● Aufgabe A:
Wiederholen Sie aus dem Forenbeitrag über die Maus in CS 1.6 den Abschnitt von "# [Maus] - Bei" bis einschließlich "funktioniert sie einwandfrei." ohne jede Änderung.
● Aufgabe B:
Prüfen Sie anhand des Forenbeitrags über die Maus in CS 1.6, ob die folgenden Aussagen zutreffen: (i) Die defekte Maus war eine MX518. (ii) In Assassins Creed II treten mit der neuen Maus Probleme auf. (iii) Für CS 1.6 wurden die Einstellungen verändert. Antworten Sie jeweils mit Ja oder Nein und zitieren Sie die entscheidenden Worte des Beitrags wörtlich.
● Aufgabe C:
Führen Sie den Forenbeitrag über die Maus in CS 1.6 im Anschluss an seinen letzten Satz weiter.

# [Maus] - Bei Cs 1.6 extrem schnell



## waswiewo (22. September 2011)

Hi Leute,

gestern funktionierte auf einmal meine linke Maustaste nicht mehr. Die Maus ist kaputt, nicht mehr zu retten (sehr alte MX518). Nun habe ich eine andere Maus angeschlossen. Vorher alle Logitech Treiber (und SetPoint) gelöscht.

Im System funktioniert die Maus einwandfrei (Raptor-Gaming LM2). Auch bei Spielen wie Assassins Creed II funktioniert sie einwandfrei.

Jetzt mein Problem:

Wenn ich CS 1.6 oder CSZ daddeln möchte (alle Einstellungen wie gehabt), dann verhält sich die Maus, als hätte ich die höchste Sensitivity eingestellt. Schneller noch. Sobald ich die Maus nen Millimeter bewege drehe ich mich 10 Mal im Kreis. Was kann das sein?

● Auflistung:

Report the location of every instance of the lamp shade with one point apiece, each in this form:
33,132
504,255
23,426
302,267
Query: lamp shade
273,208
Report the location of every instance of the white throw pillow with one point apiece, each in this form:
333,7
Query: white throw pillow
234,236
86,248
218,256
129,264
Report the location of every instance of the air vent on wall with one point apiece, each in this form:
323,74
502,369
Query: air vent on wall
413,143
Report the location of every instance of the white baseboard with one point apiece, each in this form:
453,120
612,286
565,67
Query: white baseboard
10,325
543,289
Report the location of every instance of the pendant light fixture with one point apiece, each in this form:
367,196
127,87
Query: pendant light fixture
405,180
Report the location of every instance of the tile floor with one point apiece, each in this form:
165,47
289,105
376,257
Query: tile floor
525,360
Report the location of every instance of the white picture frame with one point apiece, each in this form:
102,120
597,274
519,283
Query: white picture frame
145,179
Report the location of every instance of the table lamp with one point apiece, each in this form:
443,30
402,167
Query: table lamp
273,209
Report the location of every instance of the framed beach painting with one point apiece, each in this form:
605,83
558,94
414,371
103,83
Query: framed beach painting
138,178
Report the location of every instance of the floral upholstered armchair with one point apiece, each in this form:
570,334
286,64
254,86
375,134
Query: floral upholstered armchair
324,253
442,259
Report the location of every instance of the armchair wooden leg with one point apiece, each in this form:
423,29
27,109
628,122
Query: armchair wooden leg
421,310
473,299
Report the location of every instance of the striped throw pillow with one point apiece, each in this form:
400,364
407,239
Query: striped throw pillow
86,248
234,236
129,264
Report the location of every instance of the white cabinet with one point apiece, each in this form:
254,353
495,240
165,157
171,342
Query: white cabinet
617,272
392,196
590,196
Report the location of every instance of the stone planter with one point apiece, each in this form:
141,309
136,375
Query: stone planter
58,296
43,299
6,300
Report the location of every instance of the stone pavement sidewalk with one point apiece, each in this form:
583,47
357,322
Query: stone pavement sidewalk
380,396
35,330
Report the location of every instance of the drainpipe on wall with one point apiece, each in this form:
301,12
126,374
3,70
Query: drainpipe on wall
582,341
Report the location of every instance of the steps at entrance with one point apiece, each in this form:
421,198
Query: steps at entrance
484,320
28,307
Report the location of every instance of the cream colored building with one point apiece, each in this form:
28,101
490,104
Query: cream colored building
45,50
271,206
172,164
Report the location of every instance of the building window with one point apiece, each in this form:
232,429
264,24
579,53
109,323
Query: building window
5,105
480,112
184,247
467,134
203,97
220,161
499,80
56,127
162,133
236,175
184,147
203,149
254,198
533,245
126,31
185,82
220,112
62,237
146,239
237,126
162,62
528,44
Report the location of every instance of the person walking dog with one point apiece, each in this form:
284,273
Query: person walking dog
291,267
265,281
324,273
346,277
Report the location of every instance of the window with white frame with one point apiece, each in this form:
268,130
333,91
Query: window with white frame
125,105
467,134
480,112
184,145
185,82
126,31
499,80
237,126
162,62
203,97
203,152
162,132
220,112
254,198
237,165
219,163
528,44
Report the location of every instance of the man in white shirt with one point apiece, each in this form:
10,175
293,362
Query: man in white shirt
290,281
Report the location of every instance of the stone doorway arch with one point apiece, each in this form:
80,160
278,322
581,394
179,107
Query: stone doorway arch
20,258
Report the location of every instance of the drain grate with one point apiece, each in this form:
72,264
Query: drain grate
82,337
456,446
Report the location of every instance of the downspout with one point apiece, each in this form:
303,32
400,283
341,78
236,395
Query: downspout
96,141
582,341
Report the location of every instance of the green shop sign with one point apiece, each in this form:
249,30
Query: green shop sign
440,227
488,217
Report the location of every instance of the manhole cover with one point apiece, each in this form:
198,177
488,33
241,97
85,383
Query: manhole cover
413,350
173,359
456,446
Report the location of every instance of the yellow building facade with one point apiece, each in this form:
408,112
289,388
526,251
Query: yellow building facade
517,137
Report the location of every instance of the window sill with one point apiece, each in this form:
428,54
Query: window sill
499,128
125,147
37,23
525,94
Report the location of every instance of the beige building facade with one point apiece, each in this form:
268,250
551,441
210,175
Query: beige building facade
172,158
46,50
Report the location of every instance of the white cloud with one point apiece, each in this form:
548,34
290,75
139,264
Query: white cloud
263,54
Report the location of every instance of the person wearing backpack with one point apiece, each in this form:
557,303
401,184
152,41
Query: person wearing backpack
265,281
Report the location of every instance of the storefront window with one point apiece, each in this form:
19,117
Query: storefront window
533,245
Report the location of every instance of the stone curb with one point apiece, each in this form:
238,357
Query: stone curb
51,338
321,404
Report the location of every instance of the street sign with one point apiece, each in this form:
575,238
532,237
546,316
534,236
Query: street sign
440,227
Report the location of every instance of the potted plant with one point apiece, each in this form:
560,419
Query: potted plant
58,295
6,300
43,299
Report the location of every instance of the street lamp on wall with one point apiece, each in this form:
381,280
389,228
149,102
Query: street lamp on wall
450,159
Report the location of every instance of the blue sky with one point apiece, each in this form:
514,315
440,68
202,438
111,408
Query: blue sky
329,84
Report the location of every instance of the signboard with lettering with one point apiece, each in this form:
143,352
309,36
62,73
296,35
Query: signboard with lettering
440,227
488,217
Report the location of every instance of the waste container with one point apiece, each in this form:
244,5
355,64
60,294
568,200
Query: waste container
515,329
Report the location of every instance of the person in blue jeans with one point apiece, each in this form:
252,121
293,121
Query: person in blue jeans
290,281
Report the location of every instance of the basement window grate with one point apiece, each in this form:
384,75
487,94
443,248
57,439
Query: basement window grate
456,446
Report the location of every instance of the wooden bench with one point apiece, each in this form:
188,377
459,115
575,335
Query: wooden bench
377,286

---

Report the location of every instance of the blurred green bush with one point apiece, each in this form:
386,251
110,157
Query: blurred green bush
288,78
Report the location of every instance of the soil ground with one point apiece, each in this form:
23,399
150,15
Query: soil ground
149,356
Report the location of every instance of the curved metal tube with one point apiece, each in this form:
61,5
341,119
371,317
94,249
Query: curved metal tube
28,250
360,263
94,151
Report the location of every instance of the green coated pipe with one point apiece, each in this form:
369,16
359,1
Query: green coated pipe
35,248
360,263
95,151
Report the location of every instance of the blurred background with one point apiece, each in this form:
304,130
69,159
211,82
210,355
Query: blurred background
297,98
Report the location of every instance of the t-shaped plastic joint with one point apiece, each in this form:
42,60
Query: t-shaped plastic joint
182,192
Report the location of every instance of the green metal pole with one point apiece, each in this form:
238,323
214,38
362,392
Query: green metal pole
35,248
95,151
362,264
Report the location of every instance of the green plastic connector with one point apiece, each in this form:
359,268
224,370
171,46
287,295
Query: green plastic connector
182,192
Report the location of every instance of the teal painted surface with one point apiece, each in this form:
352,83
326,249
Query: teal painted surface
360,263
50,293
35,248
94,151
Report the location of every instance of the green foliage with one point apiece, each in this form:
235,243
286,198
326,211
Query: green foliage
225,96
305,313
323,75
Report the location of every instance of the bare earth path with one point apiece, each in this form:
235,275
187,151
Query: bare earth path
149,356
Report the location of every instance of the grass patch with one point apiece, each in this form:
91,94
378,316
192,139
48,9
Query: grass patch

● Schriftliche Antwort A:
# [Maus] - Bei Cs 1.6 extrem schnell



## waswiewo (22. September 2011)

Hi Leute,

gestern funktionierte auf einmal meine linke Maustaste nicht mehr. Die Maus ist kaputt, nicht mehr zu retten (sehr alte MX518). Nun habe ich eine andere Maus angeschlossen. Vorher alle Logitech Treiber (und SetPoint) gelöscht.

Im System funktioniert die Maus einwandfrei (Raptor-Gaming LM2). Auch bei Spielen wie Assassins Creed II funktioniert sie einwandfrei.

● Schriftliche Antwort B:
(i) Ja: "sehr alte MX518"
(ii) Nein: "Auch bei Spielen wie Assassins Creed II funktioniert sie einwandfrei."
(iii) Nein: "alle Einstellungen wie gehabt"

● Schriftliche Antwort C:
Habe schon den USB-Port gewechselt. Habe die Sensitivity auf 1.2 gesetzt. Die Configs hab ich auch gelöscht und Steam neu gestartet. In den Startoptionen habe ich auch schon "-noforcemaccel -noforcemparms -noforcemspd" stehen.

Bin langsam mit meinen Ideen am Ende.

Kann da jemand helfen?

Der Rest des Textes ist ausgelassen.